Assigned task
Every entry below needs to be repeated exactly as written.

Exercise materials section start

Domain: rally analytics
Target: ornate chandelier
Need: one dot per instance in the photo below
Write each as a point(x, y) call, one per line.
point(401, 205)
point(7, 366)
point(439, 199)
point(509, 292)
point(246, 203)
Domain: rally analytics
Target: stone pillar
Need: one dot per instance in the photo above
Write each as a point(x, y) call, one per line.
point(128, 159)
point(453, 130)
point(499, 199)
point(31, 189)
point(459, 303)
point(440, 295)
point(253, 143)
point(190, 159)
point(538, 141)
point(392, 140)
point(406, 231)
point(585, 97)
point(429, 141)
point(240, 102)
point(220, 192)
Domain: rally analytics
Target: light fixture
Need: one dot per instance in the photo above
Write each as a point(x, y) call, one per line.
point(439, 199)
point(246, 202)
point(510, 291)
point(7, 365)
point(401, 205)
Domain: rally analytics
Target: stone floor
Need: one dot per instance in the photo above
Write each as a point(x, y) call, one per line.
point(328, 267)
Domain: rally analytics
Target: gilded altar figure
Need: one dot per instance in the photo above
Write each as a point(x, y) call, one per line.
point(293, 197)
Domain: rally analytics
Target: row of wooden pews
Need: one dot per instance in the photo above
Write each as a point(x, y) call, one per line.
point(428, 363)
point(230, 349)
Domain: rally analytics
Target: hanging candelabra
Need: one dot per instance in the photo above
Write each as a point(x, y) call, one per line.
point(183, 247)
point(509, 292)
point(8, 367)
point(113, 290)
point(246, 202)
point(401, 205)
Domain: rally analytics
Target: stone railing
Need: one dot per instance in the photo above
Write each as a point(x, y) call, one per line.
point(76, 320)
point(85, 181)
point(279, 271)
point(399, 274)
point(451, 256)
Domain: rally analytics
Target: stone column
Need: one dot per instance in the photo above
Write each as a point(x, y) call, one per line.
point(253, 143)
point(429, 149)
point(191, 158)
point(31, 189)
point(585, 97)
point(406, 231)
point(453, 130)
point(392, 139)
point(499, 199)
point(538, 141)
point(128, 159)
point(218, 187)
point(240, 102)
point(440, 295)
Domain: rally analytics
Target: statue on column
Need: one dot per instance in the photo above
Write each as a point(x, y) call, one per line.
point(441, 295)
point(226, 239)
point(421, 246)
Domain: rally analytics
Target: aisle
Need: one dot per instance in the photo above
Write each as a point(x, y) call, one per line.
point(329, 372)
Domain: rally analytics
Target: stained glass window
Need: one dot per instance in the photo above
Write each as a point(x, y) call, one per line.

Exercise materials section end

Reply to the task
Domain: rally analytics
Target: ornate chandelier
Need: one dot per instance in the photo below
Write each as a point(x, y) call, one per line.
point(401, 205)
point(7, 366)
point(439, 199)
point(509, 292)
point(246, 203)
Domain: rally analytics
Target: stone pillar
Need: one dot per instance in the photo above
Write each as a point(x, y) call, one per line.
point(128, 159)
point(453, 130)
point(499, 199)
point(31, 189)
point(459, 303)
point(440, 295)
point(253, 143)
point(190, 159)
point(538, 141)
point(392, 140)
point(406, 231)
point(585, 97)
point(429, 141)
point(240, 102)
point(220, 192)
Domain: rally analytics
Target: light fixture
Need: one dot per instance in the photo above
Write each as a point(x, y) call, one per line.
point(439, 199)
point(246, 202)
point(510, 291)
point(7, 365)
point(401, 205)
Domain: rally analytics
Target: stone floor
Need: one dot per instance in the photo above
Write each as a point(x, y) call, one per line.
point(328, 267)
Domain: rally analytics
Target: gilded altar figure
Need: one dot per instance in the photo above
Write each as a point(x, y) call, one per line.
point(293, 197)
Domain: rally analytics
Target: row of wooden pews
Need: one dot per instance in the photo above
Write each as a point(x, y) call, one per line.
point(428, 363)
point(230, 349)
Domain: rally analytics
Target: hanging candelabra
Need: one dot per instance in the photo above
Write each as a point(x, y) call, one per line.
point(183, 247)
point(509, 292)
point(8, 367)
point(113, 290)
point(246, 202)
point(401, 205)
Domain: rally analytics
Target: stone railing
Need: one dot per instance in the photo above
Write each as a point(x, y) call, one per line.
point(76, 320)
point(85, 181)
point(279, 271)
point(399, 274)
point(451, 256)
Domain: rally analytics
Target: stone column
Need: one dot per instance in the photo above
Write each as a point(x, y) call, one per line.
point(253, 143)
point(429, 149)
point(191, 158)
point(31, 189)
point(585, 97)
point(406, 231)
point(453, 130)
point(392, 139)
point(499, 199)
point(538, 141)
point(128, 159)
point(218, 187)
point(240, 102)
point(440, 295)
Domain: rally analytics
Target: statue on column
Need: one dot per instance in the photo above
Write each as a point(x, y) call, one per line.
point(441, 295)
point(226, 239)
point(421, 246)
Domain: rally analytics
Target: aisle
Need: one dot per instance in the photo above
Write each as a point(x, y) call, one per line.
point(329, 372)
Domain: rally analytics
Target: stained glass window
Need: one dot per instance in the photo above
Write each as a point(x, y) call, one per line.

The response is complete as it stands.